| Selected excerpt |

____________________

Voigtlander · 35mm f/1.2 · Leica M

Voigtlander Nokton 35mm f/1.2 Aspherical (VM)

35mm Prime f/1.2 In production fast prime · available-dark · Leica M rangefinder · street and reportage · wide-open glow

Two-thirds of a stop. That is what this lens buys you over the f/1.4 primes everyone else carries, and in 2004, when Cosina shipped the original Nokton 35mm f/1.2 Aspherical, it was the fastest 35mm ever screwed onto a Leica M body. Faster glass has come since. But for a long stretch this was the honest answer to the dead-of-night problem: ISO 400 loaded, no flash, the meter telling you it can't be done.

Wide open it is not clinical, and it was never trying to be. At f/1.2 there is a visible glow, a soft halo blooming around highlights and a drop in contrast that flatters skin and turns streetlights into orbs. You'll also see some purple fringing on hard edges against bright backgrounds, which is the price of that speed. Stop down to roughly f/2.5 and the frame snaps sharp corner to corner, the aspherical surfaces finally earning their keep once the smaller opening crops out the spherical aberration that caused the glow. Below f/2 it's a dreamy portrait lens. Above it, a sharp documentary 35. A rounded twelve-blade diaphragm (present from version one in 2004) keeps out-of-focus highlights circular well past wide open, so stopped-down points of light stay round instead of hardening into polygons.

The original aspherical element went out of production, so the optical formula has been quietly reworked across four versions. The first two are heavier ten-element designs. The version III from 2020 dropped to nine elements and shed about a third of the weight, and a version IV arrived in 2025, lighter again. They all keep the f/1.2 maximum and the rangefinder coupling, and they focus close: the later ones reach 0.5m at the barrel, though the M coupling only ranges to 0.7m, so the last 20cm is live-view or zone-focus territory.

____________________

| Available data |
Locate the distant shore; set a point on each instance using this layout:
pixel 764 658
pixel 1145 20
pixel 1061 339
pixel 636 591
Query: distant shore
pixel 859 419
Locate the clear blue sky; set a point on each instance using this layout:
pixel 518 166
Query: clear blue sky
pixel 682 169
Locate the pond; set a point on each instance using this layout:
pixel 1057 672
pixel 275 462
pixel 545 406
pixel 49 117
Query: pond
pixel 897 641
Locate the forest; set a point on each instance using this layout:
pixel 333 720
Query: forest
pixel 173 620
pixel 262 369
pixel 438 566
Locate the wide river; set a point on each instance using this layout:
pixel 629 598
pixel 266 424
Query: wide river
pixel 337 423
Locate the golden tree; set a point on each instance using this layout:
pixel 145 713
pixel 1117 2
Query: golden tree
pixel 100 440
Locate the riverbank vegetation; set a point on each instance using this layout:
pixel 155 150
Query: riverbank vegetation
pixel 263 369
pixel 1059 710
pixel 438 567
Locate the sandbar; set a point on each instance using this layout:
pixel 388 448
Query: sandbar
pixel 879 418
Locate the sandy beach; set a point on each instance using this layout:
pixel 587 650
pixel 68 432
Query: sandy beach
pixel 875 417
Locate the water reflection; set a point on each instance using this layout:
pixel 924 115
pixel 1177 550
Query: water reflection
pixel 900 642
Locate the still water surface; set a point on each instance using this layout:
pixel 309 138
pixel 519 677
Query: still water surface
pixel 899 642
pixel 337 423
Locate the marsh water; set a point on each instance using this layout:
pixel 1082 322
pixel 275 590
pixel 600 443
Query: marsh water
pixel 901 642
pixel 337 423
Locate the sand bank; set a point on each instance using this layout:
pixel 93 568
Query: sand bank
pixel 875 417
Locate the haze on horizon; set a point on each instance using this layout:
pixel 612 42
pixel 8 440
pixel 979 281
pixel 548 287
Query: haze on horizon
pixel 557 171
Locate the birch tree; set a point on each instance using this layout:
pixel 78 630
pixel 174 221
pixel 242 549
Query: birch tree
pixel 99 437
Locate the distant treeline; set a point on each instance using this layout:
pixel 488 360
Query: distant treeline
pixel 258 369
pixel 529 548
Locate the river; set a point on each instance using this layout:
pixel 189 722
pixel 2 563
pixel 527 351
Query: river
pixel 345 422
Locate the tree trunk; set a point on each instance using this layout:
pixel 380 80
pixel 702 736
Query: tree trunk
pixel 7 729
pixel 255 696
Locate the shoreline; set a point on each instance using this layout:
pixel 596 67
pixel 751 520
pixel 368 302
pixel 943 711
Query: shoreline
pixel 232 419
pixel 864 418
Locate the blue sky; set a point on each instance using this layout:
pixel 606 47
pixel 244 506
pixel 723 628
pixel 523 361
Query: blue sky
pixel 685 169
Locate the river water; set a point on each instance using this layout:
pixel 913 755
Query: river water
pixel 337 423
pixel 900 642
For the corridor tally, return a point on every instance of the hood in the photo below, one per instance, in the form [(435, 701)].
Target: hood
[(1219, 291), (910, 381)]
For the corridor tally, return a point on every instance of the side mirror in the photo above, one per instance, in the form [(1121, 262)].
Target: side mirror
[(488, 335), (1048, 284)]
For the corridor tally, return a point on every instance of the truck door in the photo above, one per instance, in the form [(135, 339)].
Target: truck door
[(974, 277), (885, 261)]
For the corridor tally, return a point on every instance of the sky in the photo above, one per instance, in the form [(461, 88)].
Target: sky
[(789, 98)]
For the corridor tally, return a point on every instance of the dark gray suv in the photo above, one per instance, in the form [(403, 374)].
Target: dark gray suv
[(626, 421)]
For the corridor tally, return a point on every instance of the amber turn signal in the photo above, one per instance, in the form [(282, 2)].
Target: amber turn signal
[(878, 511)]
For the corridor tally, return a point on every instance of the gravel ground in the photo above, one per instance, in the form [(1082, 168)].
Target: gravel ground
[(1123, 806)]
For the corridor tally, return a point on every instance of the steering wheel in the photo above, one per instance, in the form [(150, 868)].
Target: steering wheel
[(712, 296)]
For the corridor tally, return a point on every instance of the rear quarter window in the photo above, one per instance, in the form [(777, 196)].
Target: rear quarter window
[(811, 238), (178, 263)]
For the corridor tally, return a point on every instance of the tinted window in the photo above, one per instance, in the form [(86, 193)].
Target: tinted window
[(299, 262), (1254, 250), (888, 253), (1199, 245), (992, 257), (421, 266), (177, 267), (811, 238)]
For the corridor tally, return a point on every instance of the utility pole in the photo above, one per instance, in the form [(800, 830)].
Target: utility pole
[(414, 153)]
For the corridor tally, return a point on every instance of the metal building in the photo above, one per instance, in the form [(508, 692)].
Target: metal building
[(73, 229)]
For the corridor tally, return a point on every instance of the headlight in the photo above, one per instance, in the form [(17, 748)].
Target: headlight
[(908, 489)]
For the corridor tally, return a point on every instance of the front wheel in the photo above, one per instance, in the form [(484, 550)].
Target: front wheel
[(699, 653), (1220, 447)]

____________________

| Task brief |
Answer these questions from the Nokton 35mm f/1.2 text:
(a) In what year did Cosina ship the original Nokton 35mm f/1.2 Aspherical?
(b) To roughly what aperture must you stop down for the frame to turn sharp corner to corner?
(c) How many elements does the version III from 2020 use?
You can leave the lines aside.

| Answer for this exercise |
(a) 2004
(b) Roughly f/2.5
(c) Nine